# [REQUIRED WORK]
Reproduce each line, exactly, from the one containing "Could you please spot the player's left" through the end of the material. Exclude pictures.

# [MATERIAL PROVIDED]
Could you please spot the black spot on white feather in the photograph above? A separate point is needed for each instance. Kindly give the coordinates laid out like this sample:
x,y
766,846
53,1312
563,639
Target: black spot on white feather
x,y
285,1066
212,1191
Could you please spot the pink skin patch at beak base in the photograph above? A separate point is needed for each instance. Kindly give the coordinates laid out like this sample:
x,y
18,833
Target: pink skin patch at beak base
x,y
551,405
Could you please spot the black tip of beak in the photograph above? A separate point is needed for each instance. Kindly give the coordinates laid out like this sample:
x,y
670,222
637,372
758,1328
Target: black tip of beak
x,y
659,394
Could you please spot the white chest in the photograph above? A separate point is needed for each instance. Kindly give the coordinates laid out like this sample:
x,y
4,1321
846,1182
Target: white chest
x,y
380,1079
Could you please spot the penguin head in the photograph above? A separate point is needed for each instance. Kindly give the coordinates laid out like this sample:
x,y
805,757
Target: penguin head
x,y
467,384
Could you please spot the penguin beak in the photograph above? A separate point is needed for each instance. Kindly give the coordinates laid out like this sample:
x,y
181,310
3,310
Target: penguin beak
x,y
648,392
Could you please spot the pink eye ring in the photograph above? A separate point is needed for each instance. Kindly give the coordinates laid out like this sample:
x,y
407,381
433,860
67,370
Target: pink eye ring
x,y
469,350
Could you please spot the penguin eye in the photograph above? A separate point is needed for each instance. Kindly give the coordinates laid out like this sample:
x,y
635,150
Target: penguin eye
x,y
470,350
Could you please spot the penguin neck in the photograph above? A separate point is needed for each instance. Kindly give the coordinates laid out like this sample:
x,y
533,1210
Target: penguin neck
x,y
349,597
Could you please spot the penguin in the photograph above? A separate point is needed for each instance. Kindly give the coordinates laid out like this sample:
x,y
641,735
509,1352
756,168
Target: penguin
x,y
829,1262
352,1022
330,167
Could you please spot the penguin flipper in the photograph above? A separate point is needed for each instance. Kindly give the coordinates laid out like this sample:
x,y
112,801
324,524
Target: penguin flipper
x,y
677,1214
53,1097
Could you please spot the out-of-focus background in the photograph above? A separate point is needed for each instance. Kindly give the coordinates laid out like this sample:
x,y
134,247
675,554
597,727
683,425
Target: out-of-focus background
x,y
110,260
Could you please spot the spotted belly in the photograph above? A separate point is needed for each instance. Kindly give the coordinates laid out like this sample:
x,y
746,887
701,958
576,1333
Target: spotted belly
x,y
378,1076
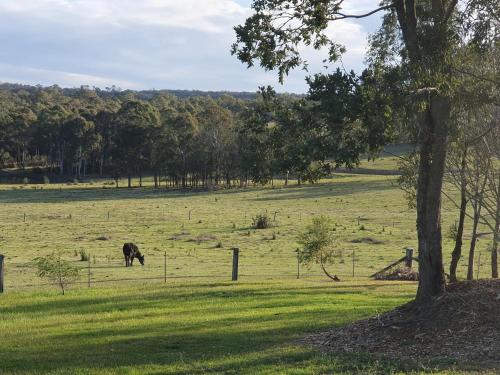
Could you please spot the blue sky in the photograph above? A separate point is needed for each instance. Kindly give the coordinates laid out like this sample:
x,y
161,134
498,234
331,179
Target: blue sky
x,y
146,44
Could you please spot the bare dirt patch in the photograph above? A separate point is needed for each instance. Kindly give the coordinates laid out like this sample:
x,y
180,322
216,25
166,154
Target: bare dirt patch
x,y
462,326
401,273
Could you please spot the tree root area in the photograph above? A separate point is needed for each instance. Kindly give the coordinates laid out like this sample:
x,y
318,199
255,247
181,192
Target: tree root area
x,y
461,326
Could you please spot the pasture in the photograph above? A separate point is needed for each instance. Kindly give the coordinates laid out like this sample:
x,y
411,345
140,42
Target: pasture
x,y
130,322
198,229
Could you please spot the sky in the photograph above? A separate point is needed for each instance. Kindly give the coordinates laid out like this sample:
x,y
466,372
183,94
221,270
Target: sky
x,y
149,44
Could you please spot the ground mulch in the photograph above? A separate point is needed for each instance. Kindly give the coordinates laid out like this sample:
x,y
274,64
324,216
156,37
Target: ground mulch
x,y
462,325
404,274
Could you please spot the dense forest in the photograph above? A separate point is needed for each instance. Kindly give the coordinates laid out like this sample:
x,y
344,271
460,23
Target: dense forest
x,y
189,139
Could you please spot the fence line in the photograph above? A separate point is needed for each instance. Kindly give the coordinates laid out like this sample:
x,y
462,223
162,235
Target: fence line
x,y
92,274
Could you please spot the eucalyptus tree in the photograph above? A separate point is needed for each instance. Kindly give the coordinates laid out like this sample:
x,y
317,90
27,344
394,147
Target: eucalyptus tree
x,y
137,123
422,38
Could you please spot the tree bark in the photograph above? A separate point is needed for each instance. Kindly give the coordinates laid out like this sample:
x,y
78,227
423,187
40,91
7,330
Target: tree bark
x,y
496,236
457,251
472,249
433,142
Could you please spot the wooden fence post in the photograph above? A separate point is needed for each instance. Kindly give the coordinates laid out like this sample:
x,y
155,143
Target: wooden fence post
x,y
1,273
478,266
236,255
88,274
298,264
165,267
409,257
353,261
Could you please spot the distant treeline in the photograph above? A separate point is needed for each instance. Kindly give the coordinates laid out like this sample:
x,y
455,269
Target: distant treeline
x,y
188,138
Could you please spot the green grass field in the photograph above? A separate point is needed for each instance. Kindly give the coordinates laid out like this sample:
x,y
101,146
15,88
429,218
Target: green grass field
x,y
198,321
244,328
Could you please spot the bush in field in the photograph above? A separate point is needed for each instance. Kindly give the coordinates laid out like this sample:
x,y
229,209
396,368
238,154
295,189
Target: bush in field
x,y
84,257
261,221
318,244
56,270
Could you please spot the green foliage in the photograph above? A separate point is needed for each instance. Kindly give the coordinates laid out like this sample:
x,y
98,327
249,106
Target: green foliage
x,y
56,270
84,256
317,242
261,221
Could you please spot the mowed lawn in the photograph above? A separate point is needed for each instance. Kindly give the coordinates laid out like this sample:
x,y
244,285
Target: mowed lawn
x,y
189,328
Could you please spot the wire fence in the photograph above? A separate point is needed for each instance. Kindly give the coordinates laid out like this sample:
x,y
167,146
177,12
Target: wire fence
x,y
226,266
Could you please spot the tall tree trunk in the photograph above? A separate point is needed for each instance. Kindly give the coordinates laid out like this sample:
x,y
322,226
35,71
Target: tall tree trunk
x,y
496,236
457,251
101,165
473,241
433,139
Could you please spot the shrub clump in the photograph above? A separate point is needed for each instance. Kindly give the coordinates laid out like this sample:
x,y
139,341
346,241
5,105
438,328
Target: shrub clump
x,y
84,257
261,221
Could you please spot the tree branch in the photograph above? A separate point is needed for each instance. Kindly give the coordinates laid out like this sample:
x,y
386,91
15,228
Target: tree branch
x,y
343,16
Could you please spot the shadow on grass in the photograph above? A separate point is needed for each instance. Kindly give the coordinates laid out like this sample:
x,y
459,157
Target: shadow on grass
x,y
223,330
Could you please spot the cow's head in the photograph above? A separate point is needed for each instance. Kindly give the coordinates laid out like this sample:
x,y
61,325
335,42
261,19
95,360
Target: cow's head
x,y
141,259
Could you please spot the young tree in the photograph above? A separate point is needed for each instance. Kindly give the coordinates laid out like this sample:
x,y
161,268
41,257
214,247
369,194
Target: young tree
x,y
318,244
56,270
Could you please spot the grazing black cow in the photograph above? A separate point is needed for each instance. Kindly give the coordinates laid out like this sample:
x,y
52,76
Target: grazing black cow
x,y
131,251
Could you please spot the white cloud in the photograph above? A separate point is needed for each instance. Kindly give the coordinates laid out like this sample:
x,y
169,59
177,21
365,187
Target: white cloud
x,y
204,15
61,78
141,44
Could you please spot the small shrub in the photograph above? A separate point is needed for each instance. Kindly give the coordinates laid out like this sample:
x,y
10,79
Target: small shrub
x,y
84,257
261,221
58,271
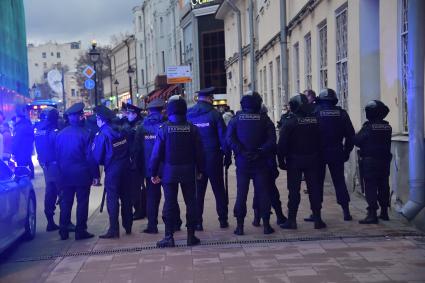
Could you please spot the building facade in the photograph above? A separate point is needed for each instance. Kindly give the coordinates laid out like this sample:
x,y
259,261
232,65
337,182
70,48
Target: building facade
x,y
13,56
158,40
122,85
51,55
359,48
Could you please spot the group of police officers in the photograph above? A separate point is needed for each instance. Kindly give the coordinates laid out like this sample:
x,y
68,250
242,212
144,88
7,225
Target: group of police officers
x,y
173,146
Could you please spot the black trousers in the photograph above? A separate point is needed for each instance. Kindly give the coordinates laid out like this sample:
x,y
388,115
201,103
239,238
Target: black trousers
x,y
216,179
294,176
338,179
261,180
138,192
117,190
171,208
66,202
153,197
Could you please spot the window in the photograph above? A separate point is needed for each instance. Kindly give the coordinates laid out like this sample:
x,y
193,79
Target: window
x,y
342,58
323,51
279,80
307,68
404,62
265,85
297,66
271,85
75,45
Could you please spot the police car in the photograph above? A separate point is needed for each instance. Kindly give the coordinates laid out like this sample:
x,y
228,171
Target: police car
x,y
17,206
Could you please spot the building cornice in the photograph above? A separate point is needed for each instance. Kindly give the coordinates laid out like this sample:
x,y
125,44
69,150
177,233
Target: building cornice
x,y
302,14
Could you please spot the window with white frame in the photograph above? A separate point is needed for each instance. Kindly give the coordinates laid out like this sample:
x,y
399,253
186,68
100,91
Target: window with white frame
x,y
404,61
323,52
342,58
271,85
261,82
307,68
265,85
297,66
279,80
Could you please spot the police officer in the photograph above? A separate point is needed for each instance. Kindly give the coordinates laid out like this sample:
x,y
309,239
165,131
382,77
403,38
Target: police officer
x,y
76,172
298,154
374,141
45,137
178,147
212,129
150,128
111,149
336,133
274,191
135,139
252,137
23,139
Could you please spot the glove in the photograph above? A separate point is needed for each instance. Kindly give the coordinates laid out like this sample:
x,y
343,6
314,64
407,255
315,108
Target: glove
x,y
227,160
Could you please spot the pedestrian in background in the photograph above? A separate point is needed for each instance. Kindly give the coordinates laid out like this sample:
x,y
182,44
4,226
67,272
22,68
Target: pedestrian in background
x,y
111,149
76,171
298,155
178,147
45,139
374,141
252,137
212,130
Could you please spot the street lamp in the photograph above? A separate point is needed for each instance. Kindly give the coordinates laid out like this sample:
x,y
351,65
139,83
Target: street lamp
x,y
130,73
94,57
116,83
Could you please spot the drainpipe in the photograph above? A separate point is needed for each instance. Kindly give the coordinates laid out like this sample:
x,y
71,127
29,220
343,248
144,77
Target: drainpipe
x,y
239,22
283,55
251,43
144,49
415,104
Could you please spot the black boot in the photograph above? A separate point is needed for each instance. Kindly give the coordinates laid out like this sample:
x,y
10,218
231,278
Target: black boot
x,y
239,228
192,240
371,217
318,222
71,227
224,224
267,228
51,225
256,221
83,235
291,223
110,235
384,214
166,242
151,229
310,218
346,211
64,234
280,216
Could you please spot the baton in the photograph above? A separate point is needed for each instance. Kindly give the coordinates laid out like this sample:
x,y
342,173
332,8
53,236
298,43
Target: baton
x,y
226,184
102,204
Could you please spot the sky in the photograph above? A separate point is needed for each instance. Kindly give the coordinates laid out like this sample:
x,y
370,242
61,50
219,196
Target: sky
x,y
75,20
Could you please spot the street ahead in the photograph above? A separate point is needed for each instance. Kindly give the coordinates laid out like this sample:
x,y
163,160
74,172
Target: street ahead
x,y
345,252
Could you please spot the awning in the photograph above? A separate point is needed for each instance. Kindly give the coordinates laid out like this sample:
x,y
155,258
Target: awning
x,y
163,93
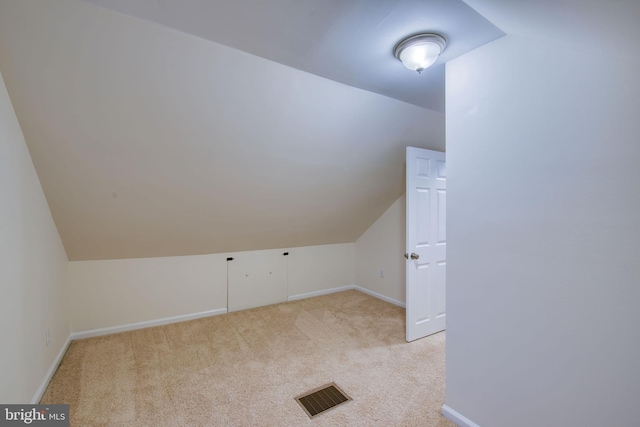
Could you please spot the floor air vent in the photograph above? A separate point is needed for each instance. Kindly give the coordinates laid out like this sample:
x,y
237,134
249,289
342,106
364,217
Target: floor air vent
x,y
321,399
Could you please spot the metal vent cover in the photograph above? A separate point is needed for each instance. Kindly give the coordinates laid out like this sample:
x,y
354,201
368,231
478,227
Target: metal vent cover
x,y
321,399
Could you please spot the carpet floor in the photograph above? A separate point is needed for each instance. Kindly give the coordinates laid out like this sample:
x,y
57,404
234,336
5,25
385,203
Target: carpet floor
x,y
245,369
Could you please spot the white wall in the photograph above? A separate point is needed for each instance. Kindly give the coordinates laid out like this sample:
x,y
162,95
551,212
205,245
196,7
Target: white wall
x,y
33,269
115,293
544,236
382,247
315,269
110,293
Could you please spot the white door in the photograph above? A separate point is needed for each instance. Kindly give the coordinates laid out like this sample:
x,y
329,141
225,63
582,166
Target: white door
x,y
426,242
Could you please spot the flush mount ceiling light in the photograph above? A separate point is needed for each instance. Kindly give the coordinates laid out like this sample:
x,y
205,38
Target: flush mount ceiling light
x,y
420,51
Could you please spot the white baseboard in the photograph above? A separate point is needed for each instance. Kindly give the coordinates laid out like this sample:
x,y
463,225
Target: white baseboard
x,y
141,325
380,296
318,293
457,418
50,372
346,288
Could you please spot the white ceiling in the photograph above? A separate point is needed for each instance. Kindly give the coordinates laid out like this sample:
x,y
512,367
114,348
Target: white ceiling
x,y
150,139
347,41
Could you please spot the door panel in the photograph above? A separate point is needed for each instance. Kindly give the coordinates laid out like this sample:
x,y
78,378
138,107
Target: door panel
x,y
426,240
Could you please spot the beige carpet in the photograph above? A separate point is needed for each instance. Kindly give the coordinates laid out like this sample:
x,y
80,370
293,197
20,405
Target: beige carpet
x,y
245,368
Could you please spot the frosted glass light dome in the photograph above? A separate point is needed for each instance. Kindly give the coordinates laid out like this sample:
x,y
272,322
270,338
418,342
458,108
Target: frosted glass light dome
x,y
420,51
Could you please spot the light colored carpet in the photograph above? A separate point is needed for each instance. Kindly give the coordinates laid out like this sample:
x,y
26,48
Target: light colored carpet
x,y
245,368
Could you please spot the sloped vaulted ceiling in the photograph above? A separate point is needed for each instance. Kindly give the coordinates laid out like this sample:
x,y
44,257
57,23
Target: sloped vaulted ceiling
x,y
149,141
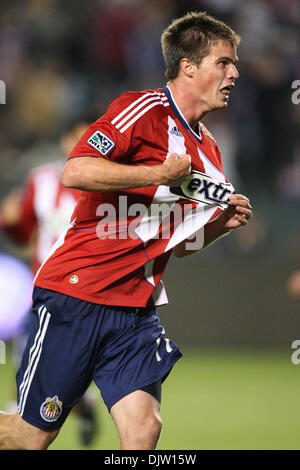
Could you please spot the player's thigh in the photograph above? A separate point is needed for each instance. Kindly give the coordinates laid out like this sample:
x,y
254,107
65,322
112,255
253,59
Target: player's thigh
x,y
137,412
54,371
25,436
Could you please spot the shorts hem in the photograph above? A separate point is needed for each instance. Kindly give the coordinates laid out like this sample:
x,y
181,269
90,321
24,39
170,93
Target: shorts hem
x,y
163,374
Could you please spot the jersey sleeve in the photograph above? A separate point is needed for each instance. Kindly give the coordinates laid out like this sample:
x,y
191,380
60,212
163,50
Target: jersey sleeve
x,y
123,128
21,231
105,137
101,139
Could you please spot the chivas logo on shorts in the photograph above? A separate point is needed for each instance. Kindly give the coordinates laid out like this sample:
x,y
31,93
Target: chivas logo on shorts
x,y
51,409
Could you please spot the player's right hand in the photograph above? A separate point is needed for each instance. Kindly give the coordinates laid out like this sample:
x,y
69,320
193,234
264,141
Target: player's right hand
x,y
175,169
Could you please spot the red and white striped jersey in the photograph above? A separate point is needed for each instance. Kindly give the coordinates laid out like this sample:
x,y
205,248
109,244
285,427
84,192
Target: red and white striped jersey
x,y
46,210
116,248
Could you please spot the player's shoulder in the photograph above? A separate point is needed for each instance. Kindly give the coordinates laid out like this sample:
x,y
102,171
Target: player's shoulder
x,y
53,168
207,133
135,106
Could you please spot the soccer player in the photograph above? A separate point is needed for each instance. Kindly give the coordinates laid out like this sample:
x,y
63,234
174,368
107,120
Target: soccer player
x,y
38,214
152,184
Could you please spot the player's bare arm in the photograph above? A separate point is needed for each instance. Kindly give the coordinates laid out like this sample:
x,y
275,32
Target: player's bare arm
x,y
236,215
99,174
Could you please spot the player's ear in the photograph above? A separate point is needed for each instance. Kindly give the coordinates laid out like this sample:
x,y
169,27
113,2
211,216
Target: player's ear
x,y
187,67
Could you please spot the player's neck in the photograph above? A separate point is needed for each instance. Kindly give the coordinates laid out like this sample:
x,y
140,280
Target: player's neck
x,y
192,110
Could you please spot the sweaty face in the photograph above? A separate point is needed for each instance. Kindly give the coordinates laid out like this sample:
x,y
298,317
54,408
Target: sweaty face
x,y
215,76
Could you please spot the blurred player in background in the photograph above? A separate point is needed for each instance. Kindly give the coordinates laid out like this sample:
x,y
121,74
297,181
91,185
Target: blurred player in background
x,y
36,215
293,284
95,297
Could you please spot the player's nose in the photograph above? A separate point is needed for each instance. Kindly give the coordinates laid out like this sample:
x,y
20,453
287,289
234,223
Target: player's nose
x,y
233,73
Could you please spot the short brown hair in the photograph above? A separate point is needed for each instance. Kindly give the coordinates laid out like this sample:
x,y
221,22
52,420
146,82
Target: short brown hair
x,y
191,36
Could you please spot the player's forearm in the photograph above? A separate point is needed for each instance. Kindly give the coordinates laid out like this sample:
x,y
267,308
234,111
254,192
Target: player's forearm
x,y
98,174
212,232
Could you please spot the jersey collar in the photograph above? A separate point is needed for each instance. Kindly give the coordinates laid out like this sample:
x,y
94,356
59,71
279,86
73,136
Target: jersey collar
x,y
179,114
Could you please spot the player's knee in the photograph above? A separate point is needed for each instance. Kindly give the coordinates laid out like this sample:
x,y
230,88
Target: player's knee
x,y
40,441
148,430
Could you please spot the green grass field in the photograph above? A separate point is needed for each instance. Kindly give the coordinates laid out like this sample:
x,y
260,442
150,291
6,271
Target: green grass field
x,y
213,399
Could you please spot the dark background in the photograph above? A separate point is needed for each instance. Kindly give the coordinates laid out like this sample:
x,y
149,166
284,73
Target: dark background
x,y
67,60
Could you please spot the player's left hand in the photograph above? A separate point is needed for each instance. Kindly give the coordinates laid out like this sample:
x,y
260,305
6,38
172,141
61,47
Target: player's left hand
x,y
238,212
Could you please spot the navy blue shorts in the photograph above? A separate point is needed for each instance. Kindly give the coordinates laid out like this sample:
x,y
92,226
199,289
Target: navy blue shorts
x,y
73,342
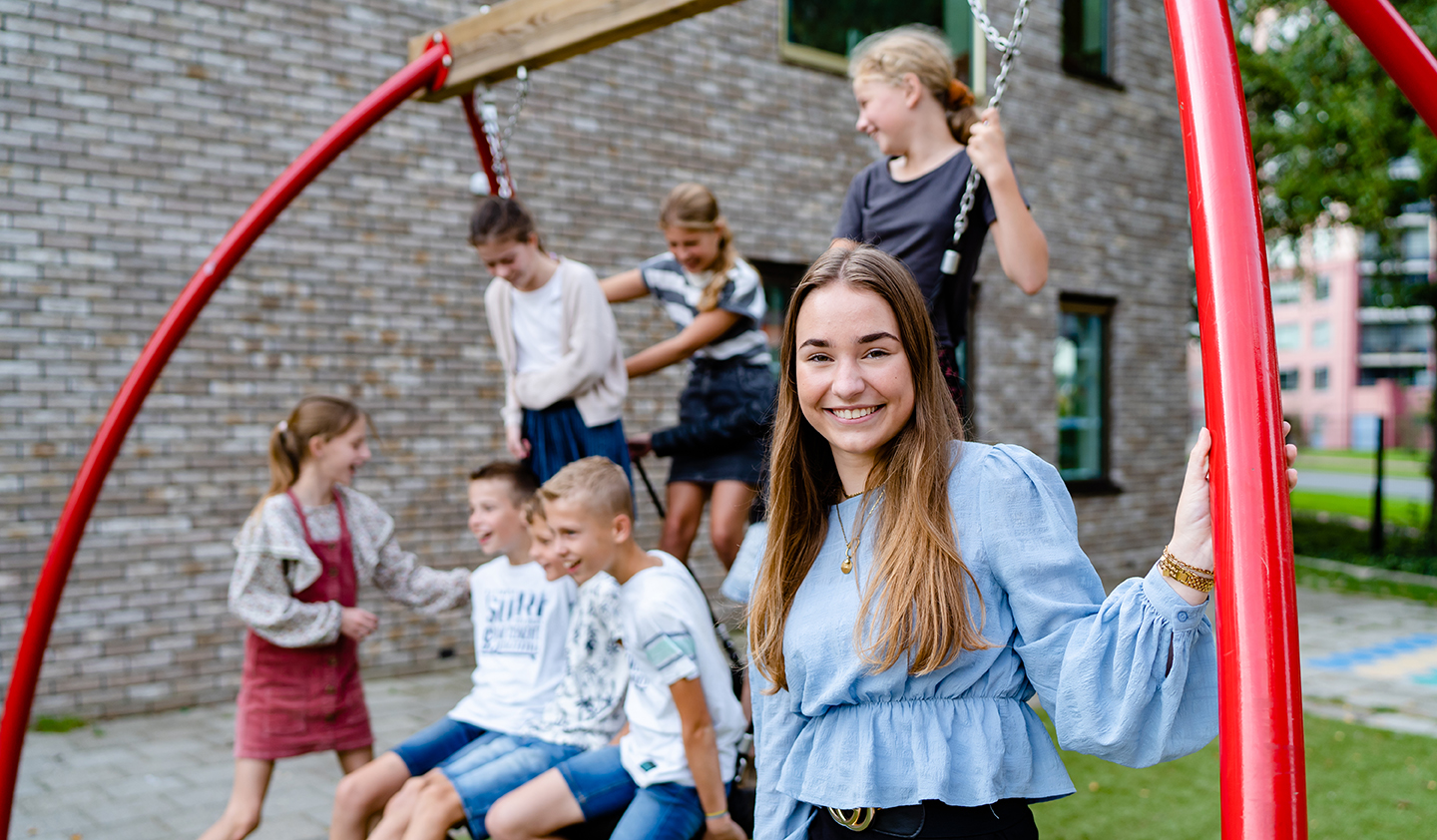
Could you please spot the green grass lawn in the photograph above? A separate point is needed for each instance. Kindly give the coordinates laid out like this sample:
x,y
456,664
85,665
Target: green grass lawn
x,y
1408,463
1329,581
1361,783
1395,512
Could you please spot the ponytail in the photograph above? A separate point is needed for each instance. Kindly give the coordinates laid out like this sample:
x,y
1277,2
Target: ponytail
x,y
693,207
313,417
926,53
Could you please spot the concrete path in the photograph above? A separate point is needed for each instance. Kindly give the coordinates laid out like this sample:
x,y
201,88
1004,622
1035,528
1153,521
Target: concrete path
x,y
169,775
1347,483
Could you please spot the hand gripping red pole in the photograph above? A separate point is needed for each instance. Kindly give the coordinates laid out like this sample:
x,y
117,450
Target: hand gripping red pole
x,y
427,71
1397,48
1263,793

# [TASK ANSWER]
Could you please spot the player's left hand in the photograph above? A separate point is needed for each instance. Kindly give the coordinates laid out like this sample:
x,y
260,305
6,38
172,141
61,47
Target: player's left hand
x,y
238,212
Could you please spot the navy blue shorts in the photograph above? A separate point is needed for each instance. Kindly give the coordinates laid out like this sample:
x,y
92,226
199,289
Target: navy blue shorts
x,y
73,342
Could you please spot the green grass lawn in the photograph above? A separate point is needed for each instance. Kindly give the coordinates laid out like this sample:
x,y
456,664
85,665
Target: green grass lawn
x,y
1408,463
1329,581
1361,783
1395,512
Could you please spot the ponytail in the photograph above? A separate point is needed for each instance. Kindly give the coordinates laid out like this sample:
x,y
1277,2
Target: ponytail
x,y
693,207
313,417
926,53
Could you please spot the concrete path in the photograph above? A separate point is needed for each instance. Kindly give the coordinates laid out like this sample:
x,y
201,88
1004,622
1035,528
1153,521
Target: concrete path
x,y
169,775
1347,483
Could you please spot the hand gripping red pole in the photograph above? A separate point is needed for each instance. Kindly give the coordinates laid out like this sample:
x,y
117,450
Target: hand gripping red pole
x,y
427,71
1397,48
1263,793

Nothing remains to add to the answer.